### [PASSAGE FOR REVIEW]
---+---
Whatever the future holds, it’s in all our hands, by Lisa Power
Some thoughts on the occasion of the final ever issue of HIV treatment update (HTU), from Lisa Power, policy director of the Terrence Higgins Trust. Lisa's comments form part of a feature article, All change.
When the original AIDS treatment update appeared in 1992, I was already very involved in HIV work and activism. Fundraising for HIV was unpopular; the Terrence Higgins Trust (THT – to whom I was then an external adviser on funding) was poorer than the Poor Sisters of Clare. The Red Ribbon had recently been invented as a symbol; already people were arguing over who owned it.
A bunch of gay men resigned from the government’s Health Education Authority because it wasn’t doing enough for gay men, who were over two-thirds of all people who’d been diagnosed so far. THT had independently begun producing new booklets, using real models from the gay scene, which were far more popular and accurate than the government materials, but their stance wasn’t urgent or radical enough for others, who in turn left them to found GMFA [the organisation previously known as Gay Men Fighting AIDS] that year with much more explicit material. There was hot debate over what you could get away with printing; the “angle of dangle”, or how erect a penis was, was a key factor in whether the police might seize materials. GMFA, if they don’t mind me saying so, had the biggest and straightest dicks in town; I never looked at my flatmate (their first model), in quite the same way again.
Family & Youth Concern had produced a schools video that claimed heterosexual transmission was virtually impossible, but oral sex and condoms were dangerous. The Health Secretary had received a report that some health authorities were diverting money for HIV into other areas, and many of them were ignoring local epidemiology to spend it on those less at risk but more politically acceptable. Journalists were hounding Holly Johnson, who they’d heard might have AIDS, but virtually nobody famous was open about their diagnosis and still alive, bar Derek Jarman.
---+---
### [RECORDS SHOWN]
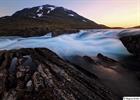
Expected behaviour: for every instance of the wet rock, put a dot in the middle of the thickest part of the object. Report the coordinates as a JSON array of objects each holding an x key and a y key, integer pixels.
[{"x": 39, "y": 74}]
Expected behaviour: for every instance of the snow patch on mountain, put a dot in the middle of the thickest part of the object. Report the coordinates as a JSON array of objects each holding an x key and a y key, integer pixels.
[{"x": 39, "y": 9}]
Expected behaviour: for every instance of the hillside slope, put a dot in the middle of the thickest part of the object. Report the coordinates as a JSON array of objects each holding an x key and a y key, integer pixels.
[{"x": 43, "y": 19}]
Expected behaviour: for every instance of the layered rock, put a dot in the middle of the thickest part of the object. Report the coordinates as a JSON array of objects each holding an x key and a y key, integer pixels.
[{"x": 40, "y": 74}]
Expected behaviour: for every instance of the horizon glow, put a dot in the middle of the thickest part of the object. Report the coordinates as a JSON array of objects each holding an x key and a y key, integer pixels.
[{"x": 113, "y": 13}]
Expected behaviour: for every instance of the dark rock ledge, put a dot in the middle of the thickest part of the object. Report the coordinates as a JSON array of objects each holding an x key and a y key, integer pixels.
[{"x": 39, "y": 74}]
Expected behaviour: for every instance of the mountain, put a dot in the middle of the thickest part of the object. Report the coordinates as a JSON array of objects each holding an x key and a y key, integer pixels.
[
  {"x": 43, "y": 19},
  {"x": 137, "y": 26}
]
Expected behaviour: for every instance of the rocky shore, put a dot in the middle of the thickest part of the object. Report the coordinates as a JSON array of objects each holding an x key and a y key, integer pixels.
[{"x": 39, "y": 74}]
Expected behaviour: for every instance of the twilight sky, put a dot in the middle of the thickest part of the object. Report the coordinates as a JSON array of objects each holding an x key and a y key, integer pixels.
[{"x": 121, "y": 13}]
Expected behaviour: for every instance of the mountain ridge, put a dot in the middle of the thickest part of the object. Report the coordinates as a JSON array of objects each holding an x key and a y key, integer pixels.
[{"x": 40, "y": 20}]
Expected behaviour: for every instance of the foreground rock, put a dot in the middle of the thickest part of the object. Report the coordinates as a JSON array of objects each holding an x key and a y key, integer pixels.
[{"x": 39, "y": 74}]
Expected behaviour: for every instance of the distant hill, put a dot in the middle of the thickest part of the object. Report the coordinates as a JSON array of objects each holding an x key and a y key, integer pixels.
[
  {"x": 136, "y": 27},
  {"x": 43, "y": 19}
]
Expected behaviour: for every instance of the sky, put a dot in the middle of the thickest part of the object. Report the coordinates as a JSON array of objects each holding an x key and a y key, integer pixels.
[{"x": 113, "y": 13}]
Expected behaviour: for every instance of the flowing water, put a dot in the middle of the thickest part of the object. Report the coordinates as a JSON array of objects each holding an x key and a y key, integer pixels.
[
  {"x": 89, "y": 43},
  {"x": 86, "y": 42}
]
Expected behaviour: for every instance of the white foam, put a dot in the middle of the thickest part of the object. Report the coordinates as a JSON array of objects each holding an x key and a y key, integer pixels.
[{"x": 89, "y": 42}]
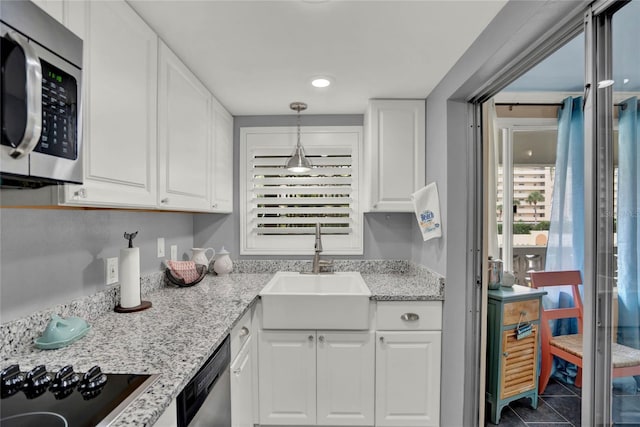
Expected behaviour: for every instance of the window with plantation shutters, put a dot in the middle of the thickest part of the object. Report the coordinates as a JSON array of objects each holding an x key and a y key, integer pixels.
[{"x": 279, "y": 209}]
---+---
### [TASK A]
List every person named in the piece about HIV work in 1992.
### [TASK B]
Pick up the piece about HIV work in 1992 after its last sentence and keep writing.

### [YOUR RESPONSE A]
Lisa Power, Holly Johnson, Derek Jarman

### [YOUR RESPONSE B]
Yet in 1992 we were also on the verge of finding antiretroviral treatment that worked; HIV money was wasted, but there was plenty of it to go round if we could only get a grip on it; groups that squabbled could easily go off and found something else in the knowledge that there were enough volunteers, community spirit and enthusiasm for all.
In 2013, partly because of antiretroviral therapy, we have ten times as many people with HIV but we don’t have ten times the money – or ten times the community involvement.
HIV has become too familiar to some and forgotten by others. We might have hated the government campaigns, but at least something kept the whole country reminded about HIV. There are many things that are better in 2013: people with HIV can live to old age; generics are round the corner and should cut treatment costs considerably; we have far better legal protection for people with HIV in the UK; and the internet has brought peer support a very long way.
But there are far fewer resources and ignorance still cuts deep.
So, in another 20 years’ time, will we be saying farewell to our best-loved HIV websites, as we are now to the well-loved HTU, because something else has come along technologically? Will HIV be so normalised that, like cancer before us, we’ve massively reduced stigma? Will we be using our smartphones to diagnose STIs? Will treatment be a six-monthly implant? Or will inequalities be even greater and the money even more thinly spread?
Whatever the future holds, it’s in all our hands. And if I’m still alive then, which is debatable, I’ll probably still be using the same slogan I clung to in 1992 as my friends died, and I use in 2013 as I try not to cling on to historical mistakes – “Don’t mourn, organise”. History is fine, but only if we learn from it. And, preferably, interfere with it.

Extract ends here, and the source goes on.